Work instruction
In the entries below, every line that contains "building" must be located and copied.

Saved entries
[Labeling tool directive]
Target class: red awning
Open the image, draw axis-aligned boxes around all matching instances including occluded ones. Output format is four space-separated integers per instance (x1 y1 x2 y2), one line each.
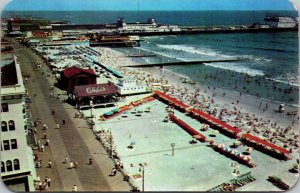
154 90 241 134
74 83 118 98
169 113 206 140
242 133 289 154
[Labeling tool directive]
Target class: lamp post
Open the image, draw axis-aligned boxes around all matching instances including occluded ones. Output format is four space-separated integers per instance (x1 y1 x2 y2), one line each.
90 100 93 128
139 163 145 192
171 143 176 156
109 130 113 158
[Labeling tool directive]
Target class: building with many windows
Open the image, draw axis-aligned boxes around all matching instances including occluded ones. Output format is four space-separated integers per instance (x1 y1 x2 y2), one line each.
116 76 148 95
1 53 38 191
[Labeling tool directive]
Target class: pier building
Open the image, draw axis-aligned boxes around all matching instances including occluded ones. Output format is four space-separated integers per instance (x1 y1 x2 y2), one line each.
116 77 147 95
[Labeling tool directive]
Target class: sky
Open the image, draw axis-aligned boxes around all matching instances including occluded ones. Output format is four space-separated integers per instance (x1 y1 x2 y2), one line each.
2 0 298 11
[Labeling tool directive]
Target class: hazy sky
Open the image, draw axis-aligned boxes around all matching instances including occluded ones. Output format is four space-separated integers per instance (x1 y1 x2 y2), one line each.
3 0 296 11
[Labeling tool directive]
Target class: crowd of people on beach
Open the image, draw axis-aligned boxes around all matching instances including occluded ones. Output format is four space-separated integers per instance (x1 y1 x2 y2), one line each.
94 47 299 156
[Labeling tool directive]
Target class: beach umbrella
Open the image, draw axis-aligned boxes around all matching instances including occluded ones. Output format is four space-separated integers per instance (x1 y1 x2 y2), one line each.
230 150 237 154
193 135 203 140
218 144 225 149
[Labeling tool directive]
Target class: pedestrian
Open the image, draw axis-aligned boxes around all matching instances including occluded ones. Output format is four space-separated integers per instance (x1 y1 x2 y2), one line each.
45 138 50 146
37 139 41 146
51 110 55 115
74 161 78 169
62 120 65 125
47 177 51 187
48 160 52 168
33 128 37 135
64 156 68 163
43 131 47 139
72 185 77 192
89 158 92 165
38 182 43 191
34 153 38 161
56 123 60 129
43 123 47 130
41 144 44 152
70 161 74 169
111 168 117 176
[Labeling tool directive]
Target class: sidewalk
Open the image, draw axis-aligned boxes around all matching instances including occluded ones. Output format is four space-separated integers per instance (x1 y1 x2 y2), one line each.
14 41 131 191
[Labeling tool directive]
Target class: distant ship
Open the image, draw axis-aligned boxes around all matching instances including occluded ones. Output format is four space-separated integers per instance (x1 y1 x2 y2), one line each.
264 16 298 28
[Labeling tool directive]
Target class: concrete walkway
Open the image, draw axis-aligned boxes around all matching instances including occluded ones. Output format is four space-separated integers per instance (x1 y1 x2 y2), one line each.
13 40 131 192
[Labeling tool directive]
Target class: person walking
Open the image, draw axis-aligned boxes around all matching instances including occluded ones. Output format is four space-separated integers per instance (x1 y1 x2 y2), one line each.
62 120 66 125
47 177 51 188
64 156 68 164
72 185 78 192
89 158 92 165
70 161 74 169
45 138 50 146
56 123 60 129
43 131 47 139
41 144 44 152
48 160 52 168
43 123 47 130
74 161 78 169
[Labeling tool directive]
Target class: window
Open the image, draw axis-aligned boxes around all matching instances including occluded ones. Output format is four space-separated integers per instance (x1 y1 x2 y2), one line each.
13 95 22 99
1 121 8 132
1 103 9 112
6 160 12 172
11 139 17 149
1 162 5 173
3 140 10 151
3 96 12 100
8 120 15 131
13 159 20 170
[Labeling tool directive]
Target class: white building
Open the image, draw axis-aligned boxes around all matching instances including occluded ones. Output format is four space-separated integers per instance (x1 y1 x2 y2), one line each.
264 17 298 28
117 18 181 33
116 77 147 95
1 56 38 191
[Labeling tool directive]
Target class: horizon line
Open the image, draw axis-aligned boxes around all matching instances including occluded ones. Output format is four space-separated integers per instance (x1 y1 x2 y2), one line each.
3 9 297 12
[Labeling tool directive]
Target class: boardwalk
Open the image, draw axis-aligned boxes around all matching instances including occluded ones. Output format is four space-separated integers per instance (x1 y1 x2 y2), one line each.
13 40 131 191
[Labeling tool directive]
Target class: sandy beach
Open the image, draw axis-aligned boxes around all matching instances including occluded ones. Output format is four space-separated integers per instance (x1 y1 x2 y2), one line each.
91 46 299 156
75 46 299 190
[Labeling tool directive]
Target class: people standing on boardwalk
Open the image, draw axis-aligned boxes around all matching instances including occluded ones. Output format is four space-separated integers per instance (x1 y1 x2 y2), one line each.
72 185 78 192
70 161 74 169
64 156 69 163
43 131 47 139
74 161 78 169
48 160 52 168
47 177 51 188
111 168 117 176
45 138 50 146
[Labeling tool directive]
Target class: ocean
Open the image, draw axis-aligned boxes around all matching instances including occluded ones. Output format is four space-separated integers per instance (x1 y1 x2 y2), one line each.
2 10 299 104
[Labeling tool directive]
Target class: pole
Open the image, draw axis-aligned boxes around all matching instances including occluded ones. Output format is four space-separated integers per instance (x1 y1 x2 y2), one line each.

Output of the task
Target class: building with many windows
Target class: pier building
Target class: white building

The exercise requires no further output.